╭─ Record excerpts

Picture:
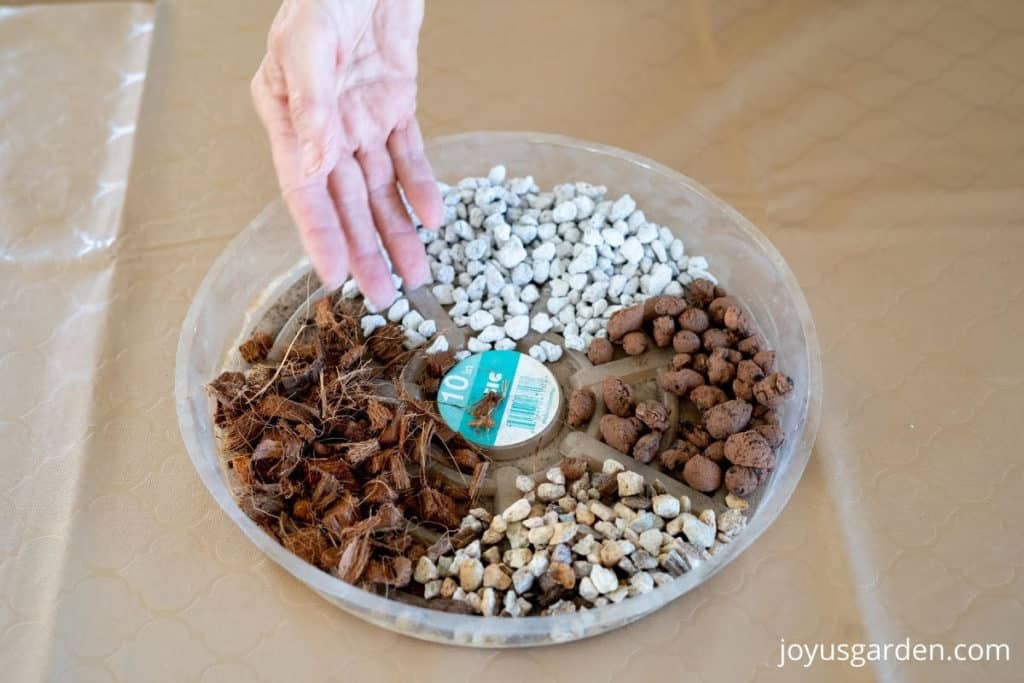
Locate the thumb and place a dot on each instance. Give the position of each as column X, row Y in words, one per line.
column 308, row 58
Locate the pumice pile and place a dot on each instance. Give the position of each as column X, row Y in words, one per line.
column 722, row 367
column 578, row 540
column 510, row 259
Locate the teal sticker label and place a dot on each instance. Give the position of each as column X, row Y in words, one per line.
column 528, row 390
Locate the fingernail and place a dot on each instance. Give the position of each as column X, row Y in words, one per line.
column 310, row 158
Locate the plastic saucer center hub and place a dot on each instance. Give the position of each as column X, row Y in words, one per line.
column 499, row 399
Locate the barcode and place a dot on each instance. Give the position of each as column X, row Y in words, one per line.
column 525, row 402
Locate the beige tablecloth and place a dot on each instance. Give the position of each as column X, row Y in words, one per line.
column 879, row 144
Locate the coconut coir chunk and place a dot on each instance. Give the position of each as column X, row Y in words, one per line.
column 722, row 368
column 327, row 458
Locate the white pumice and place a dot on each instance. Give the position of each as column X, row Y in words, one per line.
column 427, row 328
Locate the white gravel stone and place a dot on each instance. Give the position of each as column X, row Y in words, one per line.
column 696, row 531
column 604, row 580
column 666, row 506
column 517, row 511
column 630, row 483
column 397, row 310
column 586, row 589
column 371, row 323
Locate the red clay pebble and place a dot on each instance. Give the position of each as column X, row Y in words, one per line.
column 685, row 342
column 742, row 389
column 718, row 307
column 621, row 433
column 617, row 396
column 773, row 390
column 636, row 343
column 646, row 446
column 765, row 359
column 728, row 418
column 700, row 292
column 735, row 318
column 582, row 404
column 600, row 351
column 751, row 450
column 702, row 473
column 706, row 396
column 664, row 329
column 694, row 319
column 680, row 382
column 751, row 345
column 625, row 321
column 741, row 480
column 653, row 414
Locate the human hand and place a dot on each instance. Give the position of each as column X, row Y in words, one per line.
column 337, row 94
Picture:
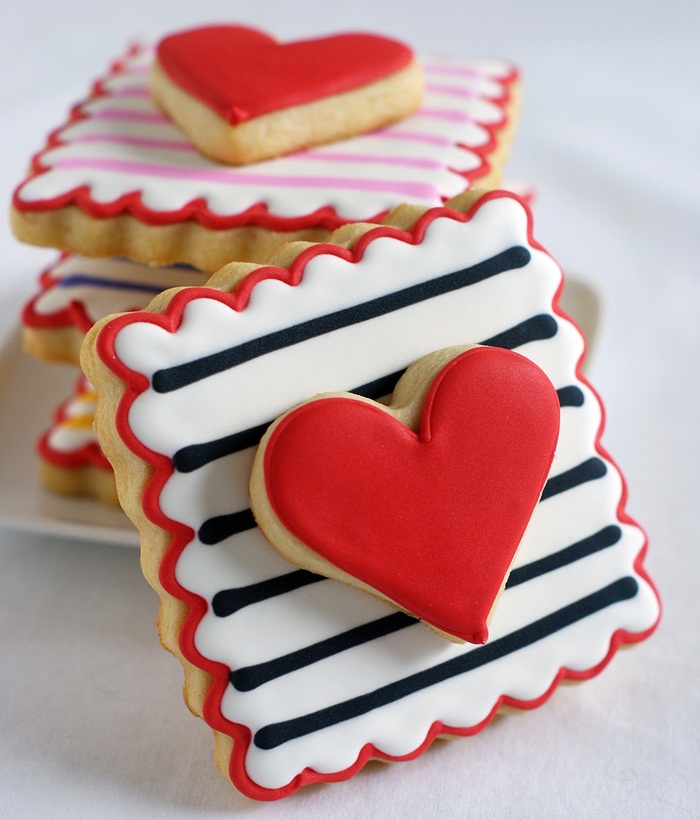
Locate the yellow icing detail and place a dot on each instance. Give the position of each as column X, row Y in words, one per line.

╰─

## Problem
Reproduce verbatim every line starting at the line that holds "Locate the barcode" and ending with the final line of the data; omit the pictures.

## Solution below
Locate the barcode and place a dot on each instance. Give the position of each as column X, row Y in words, one per line.
column 525, row 402
Locate the beige tablecloth and place a dot on each instance. Give the position of each as column X, row Y in words, one per line.
column 879, row 144
Locate the coconut coir chunk and place a dot on each instance. Give the position of each as column X, row Y in words, one per line.
column 722, row 368
column 327, row 458
Locate the white pumice and place a dot on each instance. Give the position of each as column X, row Y in words, one per line.
column 427, row 328
Locate the white gravel stone and place a dot on each instance. Give the position of each as column X, row Y in words, one per line.
column 696, row 531
column 604, row 580
column 666, row 506
column 517, row 511
column 630, row 483
column 397, row 310
column 586, row 589
column 371, row 323
Locate the red clay pebble and place a dot on each instance. Give the position of each as column X, row Y in words, one per line.
column 685, row 342
column 742, row 389
column 718, row 307
column 621, row 433
column 617, row 396
column 773, row 390
column 636, row 343
column 646, row 446
column 765, row 359
column 728, row 418
column 700, row 292
column 735, row 318
column 582, row 404
column 600, row 351
column 751, row 450
column 702, row 473
column 706, row 396
column 664, row 329
column 694, row 319
column 680, row 382
column 751, row 345
column 625, row 321
column 741, row 480
column 653, row 414
Locate the human hand and place a dot on each instance. Give the position of each as column X, row Y in words, one per line.
column 337, row 94
Picture:
Locate the yellow icing detail and place a dot on each instance. Give the position of each as column X, row Y in words, one per line.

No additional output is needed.